Items from a pointing dataset:
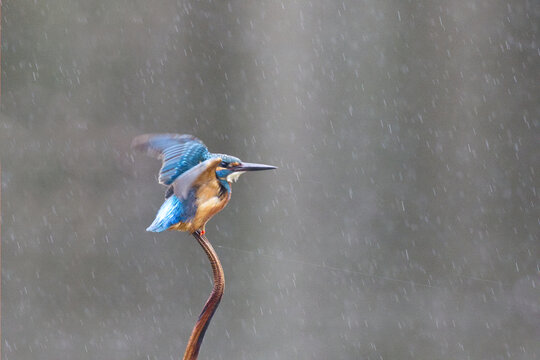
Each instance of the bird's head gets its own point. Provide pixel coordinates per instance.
(231, 168)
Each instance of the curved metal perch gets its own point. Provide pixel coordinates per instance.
(197, 335)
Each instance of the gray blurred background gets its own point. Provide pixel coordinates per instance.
(402, 222)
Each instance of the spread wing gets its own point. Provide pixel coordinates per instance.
(178, 153)
(204, 173)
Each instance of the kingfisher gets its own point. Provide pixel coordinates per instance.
(198, 181)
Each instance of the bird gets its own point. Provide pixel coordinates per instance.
(198, 187)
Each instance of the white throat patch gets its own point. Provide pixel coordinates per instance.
(234, 176)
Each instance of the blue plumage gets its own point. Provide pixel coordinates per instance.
(199, 181)
(174, 211)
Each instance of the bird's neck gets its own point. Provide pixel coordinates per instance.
(225, 187)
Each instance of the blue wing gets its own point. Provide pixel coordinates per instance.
(181, 206)
(178, 153)
(174, 211)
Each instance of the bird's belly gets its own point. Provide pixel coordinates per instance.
(207, 206)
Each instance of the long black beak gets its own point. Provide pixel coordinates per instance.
(252, 167)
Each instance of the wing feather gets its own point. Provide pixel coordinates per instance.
(178, 153)
(205, 172)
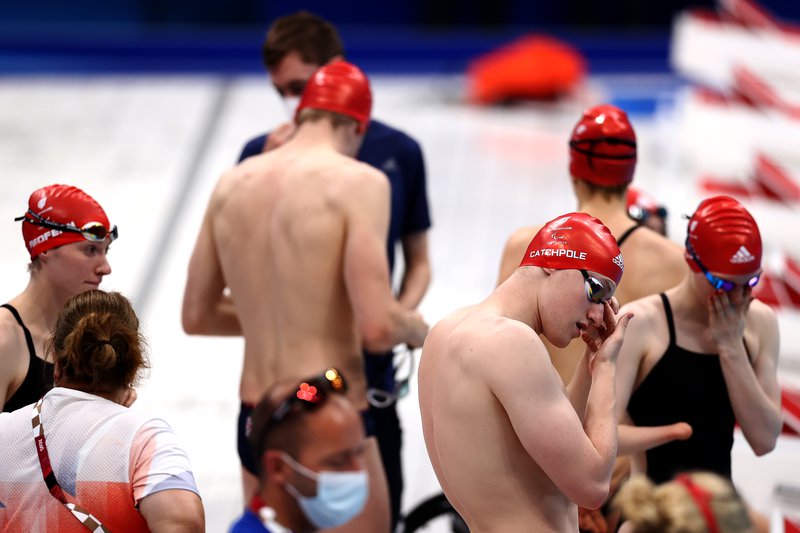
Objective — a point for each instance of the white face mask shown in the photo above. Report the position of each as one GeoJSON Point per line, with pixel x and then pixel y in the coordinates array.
{"type": "Point", "coordinates": [290, 103]}
{"type": "Point", "coordinates": [341, 496]}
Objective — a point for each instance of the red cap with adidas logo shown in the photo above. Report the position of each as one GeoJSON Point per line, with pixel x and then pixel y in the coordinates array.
{"type": "Point", "coordinates": [725, 237]}
{"type": "Point", "coordinates": [576, 241]}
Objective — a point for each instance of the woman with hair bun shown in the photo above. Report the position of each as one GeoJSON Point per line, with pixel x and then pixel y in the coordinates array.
{"type": "Point", "coordinates": [701, 502]}
{"type": "Point", "coordinates": [89, 459]}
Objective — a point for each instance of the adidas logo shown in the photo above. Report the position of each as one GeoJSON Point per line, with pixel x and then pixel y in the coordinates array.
{"type": "Point", "coordinates": [742, 255]}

Direction – Rewrite the stretch from the line that contains "Each instance of the blue wing" through the end of the items, requests included, and scale every pixel coordinate in the answers by 1.1, rounding to whole numbers with halves going up. Leave out the pictures.

Solved exercise –
Each instance of the blue wing gets its own point. Provide pixel coordinates per instance.
(199, 227)
(196, 168)
(191, 232)
Each instance of the bird's belly gets its own point. Provide pixel coordinates per instance.
(228, 227)
Each instance of the long black beak gets its own point. Provide pixel coordinates per instance.
(277, 184)
Each instance of the wing feather gets its own point. Provide pixel coordinates per instance.
(196, 168)
(226, 189)
Objective — a point for each instance of the white face mask shown in the photo above. Report the position of each as one GeoJSON Point per line, with pixel x and then pixel y in the coordinates array.
{"type": "Point", "coordinates": [319, 113]}
{"type": "Point", "coordinates": [375, 546]}
Objective — a point for each instance of the red cap with adidas logo shown in the photo above. Report the position of each as one GeoJSON Point per line, with pixel x and then pixel y in the coordinates array.
{"type": "Point", "coordinates": [798, 261]}
{"type": "Point", "coordinates": [634, 265]}
Objective — a point for each instance of the woman with hair bun shown in the photo above. Report the position of each as one GeoJSON Point per line, with pixel x and then pixel y in the coordinates array.
{"type": "Point", "coordinates": [771, 552]}
{"type": "Point", "coordinates": [98, 505]}
Objective — a point for each instance of the adidas logo shown in the photo above. Report the position of each as one GeoJSON Point per line, with pixel x and then pixel y in the coordinates array.
{"type": "Point", "coordinates": [816, 281]}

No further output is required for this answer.